#### [SELECTED EXTRACT]
○ ○ ○ ○ ○
It seems obvious that the random data eigenvalues from a parallel analysis will grow as more variables are added; it becomes more likely that by random chance, two cases will be similar one some of the many variables. The question is: how fast do the random eigenvalues grow, as more variables are added. If they grow linearly, I'm screwed, and there is no point in adding more variables: as I add another variable, any improvement in (raw) eigenvalues will (probabilistically) be "eaten up" by an equal increase in necessary parallel-analysis adjustment. If they grow at a diminishing rate as you variables (is that a concave relationship then?!), there is hope: as you add more variables, only some, but not all of the possible increase in eigenvalues must be discounted away.

I have gone ahead and simulated this (very) crudely in R, and here's what I got:

library(paran)
library(reshape2)
library(ggplot2)
resparan <- matrix(data = NA, nrow = 400, ncol = 400)
for(i in 2:401) {
  rdata <- matrix(data = rnorm(n = 77, mean = 0, sd = 2.8), nrow = 77, ncol = i)
  resparan[1:i, i] <- paran(x = rdata, iterations = 100, centile = 95, quietly = TRUE, status = FALSE)$RndEv
  print(paste("Calculating for", i, "variables."))
  flush.console()
}
resparan.long <- melt(data = resparan, varnames = c("ncomps", "nvars"), value.name = "randomeigen")

Parallel Analysis N = 77

Parallel Analysis N = 200

Above are two incarnations of the same plot, once for N (of item-cases) = 77, and once for N = 200. The point where the number of cases equals the number of variables is denoted by green line. The red line indicates Eigenvalue = 1, the Kaiser-Guttman criterion. It appears that the curvature extends up to the point where the number of variables equals the number of cases – does that make sense?

Note: don't do this at home, takes about 20mins or so.

It seems, that in fact, the relationship is not linear, and there is hope.

I am guessing that aside from this numerical simulation, there must be math to bear this out. Correct? What would be a source or proof for the non-linearity of random data eigenvalue growth as more variables are added?

Clarifications:

  • The actual, observed people-variables to be added will (hopefully) not be random. However, I am here not interested in the development of their unadjusted (or otherwise), observed eigenvalues: those are an empirical phenomenon. I want to know how eigenvalues from random data (which parallel analysis discounts by) develop, as more random variables are added. (That's what parallel analysis does: it runs PCA on many random datasets).
○ ○ ○ ○ ○
#### [DIRECTIVE A]
Reproduce everything in the post on parallel analysis eigenvalues from "I have gone" down to "77, ncol = i)".

#### [EXTRACTED DATA]
○ ○ ○ ○ ○
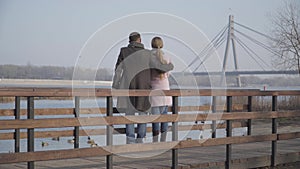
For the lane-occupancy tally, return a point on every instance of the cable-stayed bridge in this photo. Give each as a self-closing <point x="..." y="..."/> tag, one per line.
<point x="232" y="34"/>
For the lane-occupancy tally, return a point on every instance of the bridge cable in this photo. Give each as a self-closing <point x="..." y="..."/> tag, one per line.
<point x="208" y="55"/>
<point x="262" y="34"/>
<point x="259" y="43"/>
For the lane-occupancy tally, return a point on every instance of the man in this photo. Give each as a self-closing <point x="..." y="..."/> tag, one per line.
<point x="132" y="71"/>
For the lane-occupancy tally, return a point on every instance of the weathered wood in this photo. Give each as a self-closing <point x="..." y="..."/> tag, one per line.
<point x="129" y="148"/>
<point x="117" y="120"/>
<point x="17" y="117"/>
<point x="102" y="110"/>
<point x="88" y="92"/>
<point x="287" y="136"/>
○ ○ ○ ○ ○
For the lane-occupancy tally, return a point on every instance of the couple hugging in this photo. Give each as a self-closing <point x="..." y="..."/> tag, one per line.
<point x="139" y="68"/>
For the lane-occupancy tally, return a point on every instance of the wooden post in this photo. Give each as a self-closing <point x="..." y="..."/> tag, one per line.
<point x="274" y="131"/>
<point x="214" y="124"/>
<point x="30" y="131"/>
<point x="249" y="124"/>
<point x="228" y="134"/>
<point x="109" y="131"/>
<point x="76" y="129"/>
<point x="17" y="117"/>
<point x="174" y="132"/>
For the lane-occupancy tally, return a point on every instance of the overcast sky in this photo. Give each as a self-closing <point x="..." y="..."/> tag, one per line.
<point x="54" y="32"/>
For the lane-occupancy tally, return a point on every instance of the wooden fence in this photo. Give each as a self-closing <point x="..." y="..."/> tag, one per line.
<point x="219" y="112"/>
○ ○ ○ ○ ○
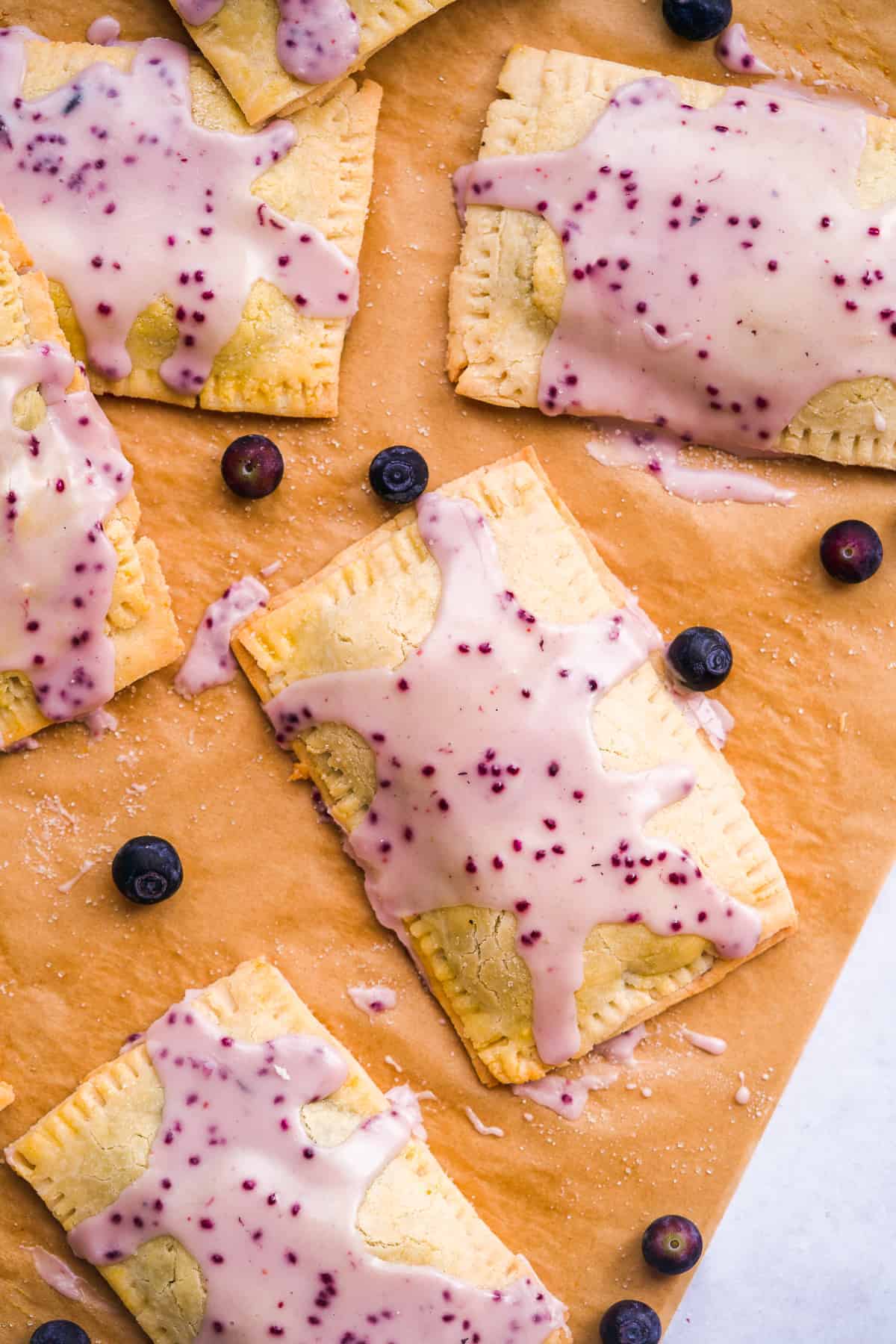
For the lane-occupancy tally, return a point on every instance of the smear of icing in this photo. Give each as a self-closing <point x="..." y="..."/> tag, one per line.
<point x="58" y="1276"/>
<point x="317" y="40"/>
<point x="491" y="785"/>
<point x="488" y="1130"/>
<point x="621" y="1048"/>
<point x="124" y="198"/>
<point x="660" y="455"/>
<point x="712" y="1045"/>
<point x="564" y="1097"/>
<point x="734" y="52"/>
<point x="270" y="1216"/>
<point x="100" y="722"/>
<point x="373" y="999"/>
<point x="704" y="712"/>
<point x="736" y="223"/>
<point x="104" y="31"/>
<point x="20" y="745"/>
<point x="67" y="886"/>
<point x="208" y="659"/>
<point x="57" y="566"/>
○ ○ ○ ○ ○
#### [DIRECTIVE B]
Please find every line in the records that contains the word "wooden", and copy each such line.

#### [WORKED ANSWER A]
I have gone ahead and simulated this (very) crudely in R, and here's what I got:

library(paran)
library(reshape2)
library(ggplot2)
resparan <- matrix(data = NA, nrow = 400, ncol = 400)
for(i in 2:401) {
  rdata <- matrix(data = rnorm(n = 77, mean = 0, sd = 2.8), nrow = 77, ncol = i)

#### [WORKED ANSWER B]
For the lane-occupancy tally, return a point on every instance of the wooden post in this photo. Give each as a self-closing <point x="..." y="..."/> tag, one per line.
For the lane-occupancy tally, return a point on every instance of the wooden fence in this photo. Give each as a self-closing <point x="..." y="..."/> tag, one per line.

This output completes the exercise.